*DIRECTIONS*. Please write out every line of the listing without alteration, but omit the images.

*MATERIAL PROVIDED*.

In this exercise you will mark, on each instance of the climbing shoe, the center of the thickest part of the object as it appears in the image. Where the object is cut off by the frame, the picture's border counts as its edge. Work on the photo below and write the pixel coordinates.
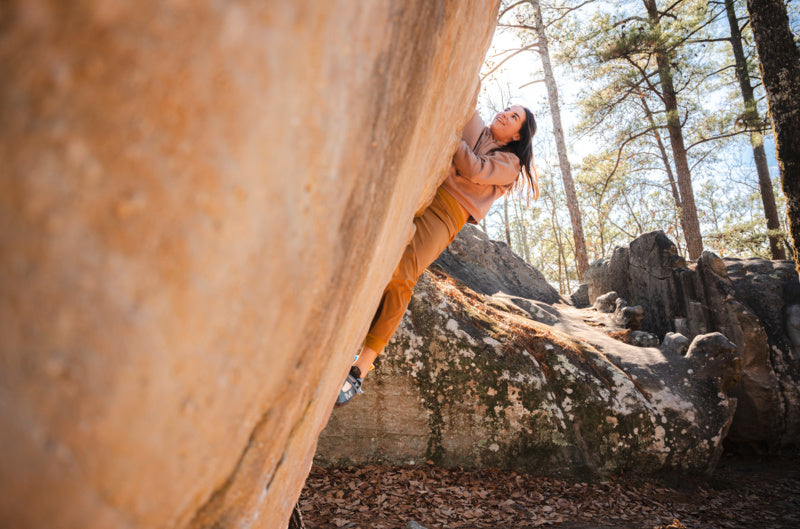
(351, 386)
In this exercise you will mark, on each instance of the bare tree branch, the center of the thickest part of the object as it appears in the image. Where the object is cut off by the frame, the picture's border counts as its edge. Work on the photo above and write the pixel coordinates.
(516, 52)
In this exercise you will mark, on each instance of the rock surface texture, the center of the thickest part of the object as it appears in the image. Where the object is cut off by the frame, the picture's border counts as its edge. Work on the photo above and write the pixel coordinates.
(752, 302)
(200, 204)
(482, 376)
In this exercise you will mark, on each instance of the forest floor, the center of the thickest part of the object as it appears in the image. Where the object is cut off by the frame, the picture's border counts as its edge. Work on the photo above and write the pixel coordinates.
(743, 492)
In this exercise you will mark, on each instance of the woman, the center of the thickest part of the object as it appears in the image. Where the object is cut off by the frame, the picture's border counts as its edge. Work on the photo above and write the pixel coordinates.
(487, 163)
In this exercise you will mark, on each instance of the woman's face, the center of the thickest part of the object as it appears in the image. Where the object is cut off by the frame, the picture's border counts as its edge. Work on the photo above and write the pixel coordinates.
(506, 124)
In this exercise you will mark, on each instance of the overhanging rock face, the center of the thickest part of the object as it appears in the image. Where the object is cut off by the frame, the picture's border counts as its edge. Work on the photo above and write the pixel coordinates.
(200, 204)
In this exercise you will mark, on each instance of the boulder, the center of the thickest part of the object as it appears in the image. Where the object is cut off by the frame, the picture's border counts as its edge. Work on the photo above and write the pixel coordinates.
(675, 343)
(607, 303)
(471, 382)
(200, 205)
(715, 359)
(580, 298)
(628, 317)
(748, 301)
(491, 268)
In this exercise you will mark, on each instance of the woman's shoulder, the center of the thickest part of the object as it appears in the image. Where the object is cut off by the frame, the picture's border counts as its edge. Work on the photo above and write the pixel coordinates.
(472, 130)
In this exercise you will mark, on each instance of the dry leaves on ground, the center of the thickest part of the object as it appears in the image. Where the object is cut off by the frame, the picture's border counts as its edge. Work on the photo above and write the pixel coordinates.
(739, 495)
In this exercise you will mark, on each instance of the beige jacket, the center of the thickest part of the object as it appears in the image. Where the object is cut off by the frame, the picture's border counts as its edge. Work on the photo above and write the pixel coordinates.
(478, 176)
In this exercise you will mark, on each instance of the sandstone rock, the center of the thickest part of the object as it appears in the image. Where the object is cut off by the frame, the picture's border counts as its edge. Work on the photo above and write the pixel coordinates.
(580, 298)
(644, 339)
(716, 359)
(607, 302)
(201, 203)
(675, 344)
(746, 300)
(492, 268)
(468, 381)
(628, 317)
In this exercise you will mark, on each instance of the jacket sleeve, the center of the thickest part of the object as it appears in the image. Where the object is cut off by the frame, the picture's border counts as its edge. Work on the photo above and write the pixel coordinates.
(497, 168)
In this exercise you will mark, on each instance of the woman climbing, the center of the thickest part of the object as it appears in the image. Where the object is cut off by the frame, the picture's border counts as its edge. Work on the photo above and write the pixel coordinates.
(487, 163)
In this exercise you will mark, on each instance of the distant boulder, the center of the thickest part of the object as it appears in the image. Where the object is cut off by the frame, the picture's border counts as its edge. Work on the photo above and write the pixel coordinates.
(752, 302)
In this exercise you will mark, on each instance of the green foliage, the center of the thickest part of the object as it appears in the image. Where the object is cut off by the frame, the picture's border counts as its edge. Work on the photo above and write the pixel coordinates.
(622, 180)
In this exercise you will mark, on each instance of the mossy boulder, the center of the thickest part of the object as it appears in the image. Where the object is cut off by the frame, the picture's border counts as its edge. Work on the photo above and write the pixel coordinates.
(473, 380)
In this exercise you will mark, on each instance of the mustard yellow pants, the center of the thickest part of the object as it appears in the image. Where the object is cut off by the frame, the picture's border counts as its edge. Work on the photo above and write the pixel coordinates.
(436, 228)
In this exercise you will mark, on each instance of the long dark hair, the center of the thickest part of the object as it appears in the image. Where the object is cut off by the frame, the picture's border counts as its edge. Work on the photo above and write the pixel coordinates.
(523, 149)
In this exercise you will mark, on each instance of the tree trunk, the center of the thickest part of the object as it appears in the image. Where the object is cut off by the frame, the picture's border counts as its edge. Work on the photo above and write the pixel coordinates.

*RESULT BELOW*.
In this exercise you will mark, on each instance of the climbing shoe, the center of the thickest part of the object as it appears in the image. Where the object is cut off by the frame, the picture's border counts as its edge. Work on the photo below and write the pixel coordinates.
(351, 386)
In this exercise you will mark, on each instance of the bare tree branch, the center of the thickest part of the object as it appears in the image. Where the object is cut off by the frame, the picture's border counts as its edge. Work on the photo above and write the pixel coordinates.
(516, 52)
In this exercise you will mark, on each instance of the rock surface texture, the center of the thickest part of the object as it appears in the image. Where the object is cut off by the frame, the picture's border counts as its edge. Work on the photo above and write the pixel coordinates.
(752, 302)
(200, 204)
(482, 376)
In this exercise you will mark, on each instance of the forest floor, the center of the thickest part of the object as it appears in the image. Where the object is cut off by the frame, the picture's border counts as its edge. Work on the photo above and write the pixel coordinates.
(743, 492)
In this exercise you will mark, on each instance of the woman, the center of the thickest part of the object as it appears in the image. Where the object is cut off by the frame, the picture's border counts as its edge. Work on the photo above and write the pixel coordinates.
(487, 163)
In this exercise you will mark, on each instance of the woman's face, the center of the thickest part of the object as it appears in the image. Where the object is cut off by the frame, the picture's border counts as its edge. Work on the photo above and write the pixel coordinates.
(506, 124)
In this exercise you will mark, on each instance of the overhanging rock face, the center of the thickest part of the object as it appears in the image. Where the object is cut off by the frame, the picture's border counts as its edge. Work on the photo above and write the pixel coordinates.
(200, 204)
In this exercise you will mark, on each instance of the boulder, the center of the thickest part of the object as it appears in the image. Where the object is cut off by the frame, the picture's border counts as its edge. Work on the photo above and write the pixel coordinates.
(675, 343)
(607, 303)
(471, 382)
(200, 205)
(715, 359)
(580, 298)
(628, 317)
(748, 301)
(491, 268)
In this exercise you will mark, on each instance of the woman's shoulder, the center of the thickest part of the object as it appears in the image. Where the object is cut off by the frame, the picture's border counts as its edge. Work on the photo above and write the pixel coordinates.
(472, 130)
In this exercise you will mark, on each instance of the dry leaves on ground, the center of the thickest part of the object as it appears in the image. Where the object is cut off by the frame, the picture's border counts as its edge. Work on the photo above and write the pixel coordinates.
(739, 495)
In this exercise you will mark, on each instance of the beige jacket, the center of the thickest part of the object as it appears in the image. Where the object is cut off by the frame, the picture's border counts as its edge. Work on the photo above and write the pixel coordinates.
(478, 176)
In this exercise you will mark, on each instance of the sandstone rock, the center of the thickest part of the object as it appears in the image. Where the object is cut off by the frame, the picture's border counts as its edge. Work on the photo above and write the pixel coordinates.
(580, 298)
(644, 339)
(716, 359)
(607, 302)
(201, 203)
(675, 344)
(746, 300)
(492, 268)
(468, 381)
(628, 317)
In this exercise you will mark, on each instance of the jacket sleeve, the center of the thickest part of the object as it appears in the image. Where the object is cut off by the frame, the picture's border counts as its edge. Work on the photo above and write the pixel coordinates.
(497, 168)
In this exercise you will mark, on each instance of the woman climbing, the center of the thickest part of the object as it appears in the image. Where the object is cut off by the frame, the picture's border counts as its edge. Work on the photo above and write the pixel coordinates.
(487, 163)
In this exercise you will mark, on each instance of the distant boulder, the center of the thickest part of the object as it appears in the image. Where the object is cut off by the frame, the picture's border counts as its edge. Work on the photo above and write the pixel coordinates.
(752, 302)
In this exercise you will mark, on each instance of the green foliage, the center of the thickest part of the object as it appears in the image. Where the object is cut off by the frame, the picture's border counts as its edge. Work on the photo above and write the pixel coordinates.
(622, 180)
In this exercise you will mark, on each instance of the mossy boulder, the center of the thickest part of the object as it appears in the image. Where the object is cut off by the frame, the picture's border counts as its edge. Work on the photo above and write the pixel coordinates.
(473, 380)
In this exercise you will mark, on each instance of the mustard yellow pants, the center of the thickest part of the object as it appears in the image. Where the object is cut off by the frame, the picture's border counts as its edge. Work on the photo above and write the pixel coordinates.
(436, 228)
In this exercise you will mark, on each instance of the long dark hair, the center of the thickest part of the object as it appears in the image. Where the object is cut off by the frame, the picture's border counts as its edge. Work on the photo above and write the pixel coordinates.
(523, 149)
In this exercise you will mark, on each instance of the tree trunk, the center of the thickest part of the object as it appears in the image. Where the object is cut off by the frame, the picture's border counts as its edge. Work on the photo above and write the pixel coordinates.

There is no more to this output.